§ **Source text**
Watch above: Lorie Heggie lost a child to a murder-suicide in 1997. He sits down with Lisa Dutton to speak about his experience and how he hopes his experience can offer some light to others.
SASKATOON – For most parents, losing a child to a murder-suicide is unthinkable – a nightmare. The recent tragedy in Tisdale, Sask. where three children and their mother were killed by a man who later killed himself, has forced many parents to think about it.
Something similar happened in Saskatoon in August of 1997, and the man who lived through it is speaking out, in the hope his experience can offer some light to others.
Lorie Heggie came home to his Lakeridge-area house to find his wife, Maureen, had murdered their 13-year-old son, Logan. Maureen then took her own life.
For nearly 18 years, he has been forced to cope with life without his only child. Logan had been a gifted young athlete who excelled at many sports – in fact in the spring of 1997 Logan had toured eastern Europe with an all-star North American ball team.

§ **Data rows**
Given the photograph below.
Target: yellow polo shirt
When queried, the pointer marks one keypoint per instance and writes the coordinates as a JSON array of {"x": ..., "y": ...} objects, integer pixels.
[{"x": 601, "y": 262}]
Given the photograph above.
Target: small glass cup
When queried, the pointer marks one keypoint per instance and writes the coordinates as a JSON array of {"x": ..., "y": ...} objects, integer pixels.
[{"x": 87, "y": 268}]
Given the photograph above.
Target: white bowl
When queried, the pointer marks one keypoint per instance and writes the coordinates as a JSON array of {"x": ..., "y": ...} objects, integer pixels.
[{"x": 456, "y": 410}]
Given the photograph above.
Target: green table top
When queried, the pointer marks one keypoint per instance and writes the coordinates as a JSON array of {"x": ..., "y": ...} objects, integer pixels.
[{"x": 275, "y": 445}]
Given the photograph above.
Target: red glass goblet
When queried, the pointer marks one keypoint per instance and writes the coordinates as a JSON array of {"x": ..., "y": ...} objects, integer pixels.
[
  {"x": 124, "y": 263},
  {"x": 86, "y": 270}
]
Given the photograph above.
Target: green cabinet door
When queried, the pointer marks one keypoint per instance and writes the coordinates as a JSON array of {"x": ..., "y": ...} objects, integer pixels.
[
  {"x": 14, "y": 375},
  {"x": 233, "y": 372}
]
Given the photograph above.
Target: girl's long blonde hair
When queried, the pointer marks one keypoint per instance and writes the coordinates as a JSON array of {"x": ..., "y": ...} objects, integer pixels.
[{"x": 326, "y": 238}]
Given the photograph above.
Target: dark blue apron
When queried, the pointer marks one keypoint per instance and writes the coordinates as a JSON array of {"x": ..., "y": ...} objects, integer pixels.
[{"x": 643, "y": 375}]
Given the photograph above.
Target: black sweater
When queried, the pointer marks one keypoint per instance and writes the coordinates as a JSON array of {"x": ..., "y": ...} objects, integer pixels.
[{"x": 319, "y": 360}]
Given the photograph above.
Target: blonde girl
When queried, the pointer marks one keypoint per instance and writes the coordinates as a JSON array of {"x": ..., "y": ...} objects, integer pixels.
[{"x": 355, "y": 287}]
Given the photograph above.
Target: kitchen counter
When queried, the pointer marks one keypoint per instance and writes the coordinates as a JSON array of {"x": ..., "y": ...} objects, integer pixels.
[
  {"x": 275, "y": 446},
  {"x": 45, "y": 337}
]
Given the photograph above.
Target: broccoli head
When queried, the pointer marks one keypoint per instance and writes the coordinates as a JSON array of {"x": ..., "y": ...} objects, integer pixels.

§ **Exercise instructions**
a) Answer these questions using the article about Lorie Heggie, one answer per line:
(i) In what month and year did the killings in Saskatoon happen?
(ii) How old was Logan when he died?
(iii) Where did Logan tour in the spring of 1997?
b) Reproduce the passage of the article about Lorie Heggie starting at "SASKATOON – For" and ending at "think about it.".
c) Write what comes next in the article about Lorie Heggie, picking up right after its final sentence.

§ **Answers in order**
a)
(i) August of 1997
(ii) 13 years old
(iii) Eastern Europe, with an all-star North American ball team

b)
SASKATOON – For most parents, losing a child to a murder-suicide is unthinkable – a nightmare. The recent tragedy in Tisdale, Sask. where three children and their mother were killed by a man who later killed himself, has forced many parents to think about it.

c)
It all ended that horrible day – which Heggie remembers like it was yesterday.
“I came home one Friday afternoon and found my wife and my son dead. My wife had paranoid schizophrenia. She had shot and killed my son in his bedroom, then turned the gun on herself,” he told Global News.
The family had been dealing with Maureen’s mental illness for quite some time. While it was getting worse, Heggie felt it was being managed by the family. He never feared for his or Logan’s safety.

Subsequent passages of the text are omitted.